* Consigne
Relevez tous les noms de personnalités qui apparaissent dans le texte fourni ci-dessous.
::: Texte fourni
Et, alors que le film le pointe, si de nombreux mouvements aujourd’hui demandent en fait des politiques socialistes mais ne le formulent pas ainsi, il faut expliquer d’où vient ce discrédit : comment des Mitterrand ou des Blair ont, en réalité, en se réclamant du socialisme, apposé un simple vernis de discours et de communication sur des politiques économiques qui étaient dictées par le néolibéralisme (désindustrialisation et financiarisation) tout en gérant les conséquences sociales de ces politiques, conduisant effectivement à une inflation de l’Etat-Providence contre lequel ensuite un Rosanvallon a beau jeu (et est bien peu malin) de dire qu’il ne marche plus, donnant du pain béni aux néolibéraux. Oui, les mouvements socialistes des 30 dernières années ont dévoyé le socialisme. Il faut le dire. D’autant qu’il semble bien que Hollande fasse de même alors qu’il avait (a encore ?) une occasion historique avec la crise financière de 2008 qui montrait bien que ce système est aberrant.
::::::
::: Données enregistrées
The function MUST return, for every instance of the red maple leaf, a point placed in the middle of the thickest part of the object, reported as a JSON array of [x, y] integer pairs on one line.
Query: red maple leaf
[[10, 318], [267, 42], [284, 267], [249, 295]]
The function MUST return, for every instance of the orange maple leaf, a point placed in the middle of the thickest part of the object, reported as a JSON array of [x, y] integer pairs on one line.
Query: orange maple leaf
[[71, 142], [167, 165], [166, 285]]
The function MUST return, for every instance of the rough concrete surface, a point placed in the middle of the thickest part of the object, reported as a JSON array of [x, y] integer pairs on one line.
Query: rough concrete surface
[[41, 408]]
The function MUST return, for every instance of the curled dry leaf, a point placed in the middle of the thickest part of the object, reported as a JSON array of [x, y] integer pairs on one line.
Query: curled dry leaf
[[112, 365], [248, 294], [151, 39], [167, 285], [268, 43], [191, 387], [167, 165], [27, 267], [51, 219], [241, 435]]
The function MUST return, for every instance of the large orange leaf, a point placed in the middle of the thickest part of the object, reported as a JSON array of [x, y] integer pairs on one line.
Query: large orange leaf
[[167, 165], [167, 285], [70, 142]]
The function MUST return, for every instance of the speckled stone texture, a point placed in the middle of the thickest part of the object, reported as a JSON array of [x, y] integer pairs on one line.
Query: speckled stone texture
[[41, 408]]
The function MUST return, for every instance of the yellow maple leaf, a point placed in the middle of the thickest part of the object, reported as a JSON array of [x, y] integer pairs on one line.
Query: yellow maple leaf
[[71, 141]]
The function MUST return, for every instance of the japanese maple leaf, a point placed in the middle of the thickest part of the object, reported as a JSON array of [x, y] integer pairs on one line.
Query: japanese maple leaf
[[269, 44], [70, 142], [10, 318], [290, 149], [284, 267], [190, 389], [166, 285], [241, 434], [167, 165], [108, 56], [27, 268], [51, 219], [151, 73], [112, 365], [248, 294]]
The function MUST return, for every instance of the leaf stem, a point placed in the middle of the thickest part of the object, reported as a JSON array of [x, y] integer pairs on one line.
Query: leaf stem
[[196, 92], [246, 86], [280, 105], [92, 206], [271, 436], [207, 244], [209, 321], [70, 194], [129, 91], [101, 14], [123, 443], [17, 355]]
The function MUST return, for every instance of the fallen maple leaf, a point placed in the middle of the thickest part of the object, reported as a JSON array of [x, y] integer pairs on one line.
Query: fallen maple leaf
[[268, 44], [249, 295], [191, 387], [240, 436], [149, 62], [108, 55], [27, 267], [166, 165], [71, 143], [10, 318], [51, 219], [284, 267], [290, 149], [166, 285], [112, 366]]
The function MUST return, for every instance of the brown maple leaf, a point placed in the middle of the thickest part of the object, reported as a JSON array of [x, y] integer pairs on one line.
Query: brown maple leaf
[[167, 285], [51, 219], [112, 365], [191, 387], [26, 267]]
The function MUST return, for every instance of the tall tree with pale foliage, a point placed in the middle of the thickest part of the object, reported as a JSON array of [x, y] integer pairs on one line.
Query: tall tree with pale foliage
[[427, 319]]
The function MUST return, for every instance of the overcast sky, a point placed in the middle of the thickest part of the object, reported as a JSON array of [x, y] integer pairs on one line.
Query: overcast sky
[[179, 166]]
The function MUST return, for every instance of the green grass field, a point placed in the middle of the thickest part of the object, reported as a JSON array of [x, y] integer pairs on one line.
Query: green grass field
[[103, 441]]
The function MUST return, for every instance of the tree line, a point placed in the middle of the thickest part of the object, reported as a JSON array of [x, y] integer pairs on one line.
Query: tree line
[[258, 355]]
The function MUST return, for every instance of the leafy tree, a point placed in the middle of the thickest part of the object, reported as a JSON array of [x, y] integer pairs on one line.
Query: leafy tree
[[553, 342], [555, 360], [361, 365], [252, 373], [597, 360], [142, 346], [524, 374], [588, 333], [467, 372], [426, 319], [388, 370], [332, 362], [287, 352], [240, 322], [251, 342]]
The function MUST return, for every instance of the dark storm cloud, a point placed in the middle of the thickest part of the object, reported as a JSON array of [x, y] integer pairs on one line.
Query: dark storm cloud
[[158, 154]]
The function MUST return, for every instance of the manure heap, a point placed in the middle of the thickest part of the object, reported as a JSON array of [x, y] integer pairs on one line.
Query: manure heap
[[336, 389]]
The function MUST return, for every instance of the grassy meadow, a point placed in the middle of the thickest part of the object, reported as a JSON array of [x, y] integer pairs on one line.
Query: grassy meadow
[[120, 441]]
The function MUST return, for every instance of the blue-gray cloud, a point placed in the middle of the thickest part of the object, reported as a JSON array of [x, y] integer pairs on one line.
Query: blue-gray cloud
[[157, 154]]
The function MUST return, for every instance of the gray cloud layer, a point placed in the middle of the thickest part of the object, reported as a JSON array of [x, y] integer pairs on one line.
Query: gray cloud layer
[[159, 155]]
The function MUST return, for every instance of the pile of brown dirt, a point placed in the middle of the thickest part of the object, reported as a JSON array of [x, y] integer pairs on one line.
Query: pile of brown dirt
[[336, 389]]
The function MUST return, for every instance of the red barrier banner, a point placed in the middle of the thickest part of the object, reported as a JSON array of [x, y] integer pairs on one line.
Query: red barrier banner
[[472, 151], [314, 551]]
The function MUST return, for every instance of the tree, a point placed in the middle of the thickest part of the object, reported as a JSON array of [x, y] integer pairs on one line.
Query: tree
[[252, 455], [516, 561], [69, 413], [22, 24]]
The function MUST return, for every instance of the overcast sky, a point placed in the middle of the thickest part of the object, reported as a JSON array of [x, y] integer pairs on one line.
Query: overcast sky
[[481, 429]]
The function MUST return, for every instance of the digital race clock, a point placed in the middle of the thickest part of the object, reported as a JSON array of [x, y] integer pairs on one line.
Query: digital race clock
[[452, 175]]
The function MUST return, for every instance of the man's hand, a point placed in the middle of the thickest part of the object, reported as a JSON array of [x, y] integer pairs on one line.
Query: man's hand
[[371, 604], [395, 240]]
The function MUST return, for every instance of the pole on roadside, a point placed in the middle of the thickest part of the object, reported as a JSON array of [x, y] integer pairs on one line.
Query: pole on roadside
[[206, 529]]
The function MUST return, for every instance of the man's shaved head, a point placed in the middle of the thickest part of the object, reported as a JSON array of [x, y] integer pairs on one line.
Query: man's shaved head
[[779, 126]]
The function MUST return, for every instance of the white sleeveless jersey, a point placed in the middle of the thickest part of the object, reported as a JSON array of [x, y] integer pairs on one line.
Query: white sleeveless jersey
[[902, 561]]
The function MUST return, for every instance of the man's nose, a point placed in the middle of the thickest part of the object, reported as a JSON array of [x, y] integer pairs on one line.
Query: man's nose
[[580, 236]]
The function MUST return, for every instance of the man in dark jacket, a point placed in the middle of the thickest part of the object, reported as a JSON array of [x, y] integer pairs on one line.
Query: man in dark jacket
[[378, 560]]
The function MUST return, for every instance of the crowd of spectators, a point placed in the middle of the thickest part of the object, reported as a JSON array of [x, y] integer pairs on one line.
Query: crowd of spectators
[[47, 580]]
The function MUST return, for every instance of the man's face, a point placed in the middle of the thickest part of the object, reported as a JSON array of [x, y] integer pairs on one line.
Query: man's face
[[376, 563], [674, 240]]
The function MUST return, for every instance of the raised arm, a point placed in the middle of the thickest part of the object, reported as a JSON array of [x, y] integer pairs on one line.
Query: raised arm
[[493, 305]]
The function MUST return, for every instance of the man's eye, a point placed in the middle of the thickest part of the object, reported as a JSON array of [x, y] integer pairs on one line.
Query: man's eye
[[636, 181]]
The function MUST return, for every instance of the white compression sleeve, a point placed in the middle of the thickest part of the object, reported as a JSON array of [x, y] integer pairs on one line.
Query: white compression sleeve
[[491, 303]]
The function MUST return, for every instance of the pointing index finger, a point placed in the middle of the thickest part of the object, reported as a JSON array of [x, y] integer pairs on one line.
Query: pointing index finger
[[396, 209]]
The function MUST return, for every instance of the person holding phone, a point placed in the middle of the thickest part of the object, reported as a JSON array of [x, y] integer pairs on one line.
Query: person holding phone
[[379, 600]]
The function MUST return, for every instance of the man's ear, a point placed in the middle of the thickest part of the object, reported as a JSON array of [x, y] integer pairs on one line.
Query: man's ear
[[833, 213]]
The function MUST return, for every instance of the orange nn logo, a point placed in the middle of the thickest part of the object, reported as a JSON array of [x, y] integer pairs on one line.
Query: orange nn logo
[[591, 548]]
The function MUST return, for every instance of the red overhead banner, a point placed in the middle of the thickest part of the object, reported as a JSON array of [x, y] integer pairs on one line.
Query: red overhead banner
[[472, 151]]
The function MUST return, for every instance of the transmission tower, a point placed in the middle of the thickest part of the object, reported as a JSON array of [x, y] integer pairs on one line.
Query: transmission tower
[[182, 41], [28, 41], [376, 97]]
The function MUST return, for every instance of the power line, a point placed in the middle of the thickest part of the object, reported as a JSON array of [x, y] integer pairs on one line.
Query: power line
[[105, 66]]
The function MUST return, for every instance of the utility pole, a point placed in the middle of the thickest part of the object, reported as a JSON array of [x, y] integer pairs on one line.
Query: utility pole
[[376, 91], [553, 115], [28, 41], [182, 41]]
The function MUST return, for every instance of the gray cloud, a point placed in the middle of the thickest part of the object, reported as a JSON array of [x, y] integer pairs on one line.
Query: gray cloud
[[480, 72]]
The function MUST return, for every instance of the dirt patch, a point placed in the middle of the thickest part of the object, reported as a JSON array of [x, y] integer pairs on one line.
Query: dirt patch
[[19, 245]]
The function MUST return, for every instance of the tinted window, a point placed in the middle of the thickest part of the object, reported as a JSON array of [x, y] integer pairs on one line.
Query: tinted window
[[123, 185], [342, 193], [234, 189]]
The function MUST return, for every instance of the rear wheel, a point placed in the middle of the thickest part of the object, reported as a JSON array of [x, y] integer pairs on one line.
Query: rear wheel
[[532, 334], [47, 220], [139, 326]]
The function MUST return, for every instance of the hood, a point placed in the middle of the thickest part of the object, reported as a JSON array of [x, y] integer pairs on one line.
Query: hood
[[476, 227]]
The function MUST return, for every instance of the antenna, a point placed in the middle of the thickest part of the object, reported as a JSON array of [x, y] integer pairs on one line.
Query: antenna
::::::
* Réponse
Mitterrand, Blair, Rosanvallon, Hollande